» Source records
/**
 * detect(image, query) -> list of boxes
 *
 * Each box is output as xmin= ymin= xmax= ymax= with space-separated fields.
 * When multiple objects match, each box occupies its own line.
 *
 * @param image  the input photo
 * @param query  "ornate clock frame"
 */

» Exercise directions
Render each line of the material above as a JSON array of strings, one string per line, and omit any blank lines.

» In response
[
  "/**",
  " * detect(image, query) -> list of boxes",
  " *",
  " * Each box is output as xmin= ymin= xmax= ymax= with space-separated fields.",
  " * When multiple objects match, each box occupies its own line.",
  " *",
  " * @param image  the input photo",
  " * @param query  \"ornate clock frame\"",
  " */"
]